## Text block:

— Start —

The Eviction Process

How Do Evictions Work?

In California, before a landlord can recover possession of your unit and/or file a lawsuit they must first provide you with a written notice. Where in California you live makes all the difference in terms of your rights in an eviction, so be sure to consult with an attorney about what rights and defenses you may have to an eviction. There are two basic types of eviction notices: notices that provide an opportunity to cure and those that do not. Some just causes for eviction do not require landlords to provide the opportunity to “cure” the violation.

Receiving an eviction notice doesn’t mean you should vacate.

It’s merely the first step in a process. Often, tenants successfully defend their eviction lawsuits and are able to stay in their homes. In other cases, tenants may be able to negotiate a monetary settlement in exchange for relinquishing their tenancies. To figure out what’s best for your situation, talk to someone who knows the process.

Three Day Notices to Cure or Quit, and Thirty (or Sixty) Day Notices Terminating Tenancy (Notice to Quit).

If you receive a notice that doesn’t have this language on it, that doesn’t specify one of these time frames for vacating, or isn’t a proper written notice served on you and/or posted at your residence, you have not received legal notice of eviction and you can continue your tenancy.

If you receive a 3-Day Notice to Cure or Quit, you have two options: 1. pay the rent you owe, or “cure” the violation of the rental agreement listed on the Notice, or 2. do nothing, and be aware that after three days elapse, your landlord may serve you with an “unlawful detainer” (eviction) lawsuit.

Thirty or Sixty Day Notices Terminating Tenancy most often apply to “no-fault” evictions — for example, in cases of owner move-in evictions or the Ellis Act. Upon receiving this type of notice, tenants should first determine whether they are covered by an eviction protection or “just cause” law (see below). If so, the eviction notice must list a valid reason for eviction. Additionally, the notice may need to be accompanied by 50% of the applicable relocation payments, which are set by statute.

After the time specified on the notice has elapsed, the landlord may file an unlawful detainer action against you in court, then serve you with the summons and complaint. Once you are served, you have only five calendar days — including weekends and holidays — to file a response with the court.

— End —

## Set problem A:
According to the eviction process text, how long does a tenant have to file a response with the court after being served with the summons and complaint?
## Set problem B:
Duplicate the part of the eviction process text starting with "Thirty or Sixty" and going on through "set by statute.".
## Set problem C:
According to the eviction process text, under what circumstances has a tenant not received legal notice of eviction? List all of them.

## Data rows:
— Start —

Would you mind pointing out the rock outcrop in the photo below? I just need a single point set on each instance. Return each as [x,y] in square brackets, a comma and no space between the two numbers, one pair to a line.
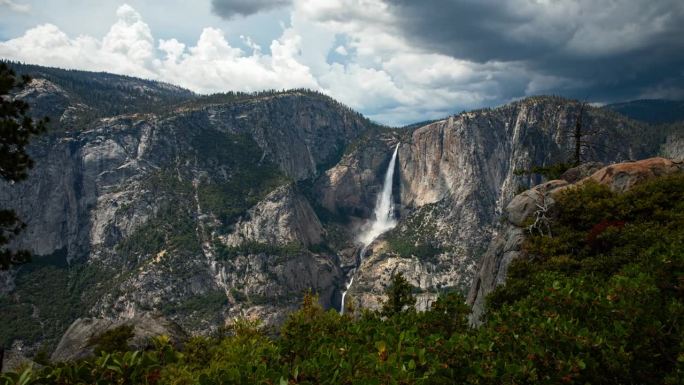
[282,217]
[76,343]
[456,176]
[524,207]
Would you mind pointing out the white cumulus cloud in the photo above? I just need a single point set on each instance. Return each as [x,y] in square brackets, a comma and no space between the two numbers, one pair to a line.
[381,74]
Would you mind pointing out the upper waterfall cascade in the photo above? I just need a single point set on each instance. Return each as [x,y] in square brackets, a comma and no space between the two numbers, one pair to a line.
[383,221]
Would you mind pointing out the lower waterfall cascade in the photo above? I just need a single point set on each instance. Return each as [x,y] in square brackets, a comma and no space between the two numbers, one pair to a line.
[384,221]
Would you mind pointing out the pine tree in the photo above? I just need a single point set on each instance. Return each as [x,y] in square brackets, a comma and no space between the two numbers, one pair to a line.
[399,296]
[16,129]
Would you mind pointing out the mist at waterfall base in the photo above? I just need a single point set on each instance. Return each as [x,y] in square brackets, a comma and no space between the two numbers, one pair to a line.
[383,221]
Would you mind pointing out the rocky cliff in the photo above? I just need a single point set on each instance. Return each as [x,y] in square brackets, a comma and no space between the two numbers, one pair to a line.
[206,208]
[456,176]
[524,210]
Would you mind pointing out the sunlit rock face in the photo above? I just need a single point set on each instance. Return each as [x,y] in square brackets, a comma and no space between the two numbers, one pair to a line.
[456,176]
[505,247]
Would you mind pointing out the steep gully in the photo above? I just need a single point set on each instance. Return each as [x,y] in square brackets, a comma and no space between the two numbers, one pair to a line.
[384,221]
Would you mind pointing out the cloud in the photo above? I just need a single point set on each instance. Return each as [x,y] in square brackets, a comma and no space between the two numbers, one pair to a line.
[595,49]
[231,8]
[401,61]
[16,7]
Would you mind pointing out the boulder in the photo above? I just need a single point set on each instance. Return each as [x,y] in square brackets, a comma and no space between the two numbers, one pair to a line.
[621,177]
[582,171]
[506,245]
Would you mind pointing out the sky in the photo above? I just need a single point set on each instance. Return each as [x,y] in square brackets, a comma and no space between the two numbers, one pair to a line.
[396,61]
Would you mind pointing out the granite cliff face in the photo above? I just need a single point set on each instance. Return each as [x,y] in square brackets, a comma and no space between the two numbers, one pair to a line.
[209,208]
[456,176]
[507,245]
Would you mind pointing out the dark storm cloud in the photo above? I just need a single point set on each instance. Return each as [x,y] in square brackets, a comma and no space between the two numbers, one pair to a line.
[597,49]
[230,8]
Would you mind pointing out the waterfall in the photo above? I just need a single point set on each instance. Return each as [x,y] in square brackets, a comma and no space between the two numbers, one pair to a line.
[383,221]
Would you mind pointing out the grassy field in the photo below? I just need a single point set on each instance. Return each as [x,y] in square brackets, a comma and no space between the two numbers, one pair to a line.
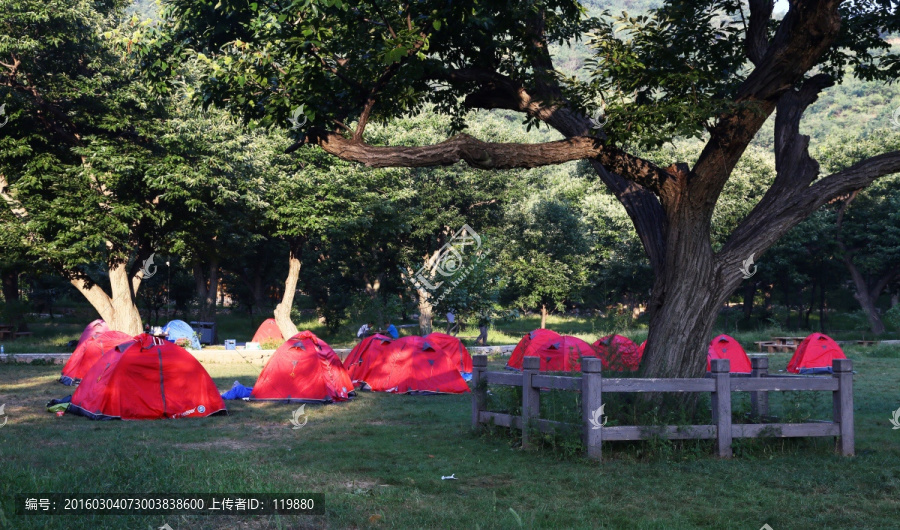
[378,462]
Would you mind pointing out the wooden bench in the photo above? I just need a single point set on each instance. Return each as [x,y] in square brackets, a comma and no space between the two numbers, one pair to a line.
[772,347]
[766,346]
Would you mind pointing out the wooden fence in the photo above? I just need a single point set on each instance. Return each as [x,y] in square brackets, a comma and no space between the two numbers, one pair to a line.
[719,383]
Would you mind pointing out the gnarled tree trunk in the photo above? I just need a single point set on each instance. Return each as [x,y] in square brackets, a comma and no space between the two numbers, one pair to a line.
[282,311]
[207,289]
[119,310]
[426,312]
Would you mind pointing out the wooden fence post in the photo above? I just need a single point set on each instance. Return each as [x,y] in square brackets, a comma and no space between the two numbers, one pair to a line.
[721,405]
[759,401]
[479,391]
[591,405]
[843,405]
[531,397]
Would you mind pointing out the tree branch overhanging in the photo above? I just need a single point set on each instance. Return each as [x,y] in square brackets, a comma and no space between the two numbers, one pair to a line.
[491,155]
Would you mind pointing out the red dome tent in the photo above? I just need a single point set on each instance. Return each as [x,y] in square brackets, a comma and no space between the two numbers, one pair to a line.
[363,355]
[814,355]
[557,352]
[88,352]
[303,369]
[94,328]
[267,332]
[518,354]
[725,347]
[412,365]
[146,379]
[454,347]
[619,353]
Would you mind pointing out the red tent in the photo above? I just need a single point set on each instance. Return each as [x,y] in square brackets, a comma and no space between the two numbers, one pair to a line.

— End —

## Task output A:
Five calendar days, including weekends and holidays.

## Task output B:
Thirty or Sixty Day Notices Terminating Tenancy most often apply to “no-fault” evictions — for example, in cases of owner move-in evictions or the Ellis Act. Upon receiving this type of notice, tenants should first determine whether they are covered by an eviction protection or “just cause” law (see below). If so, the eviction notice must list a valid reason for eviction. Additionally, the notice may need to be accompanied by 50% of the applicable relocation payments, which are set by statute.

## Task output C:
- The notice doesn't have this language on it.
- The notice doesn't specify one of these time frames for vacating.
- The notice isn't a proper written notice served on the tenant and/or posted at the residence.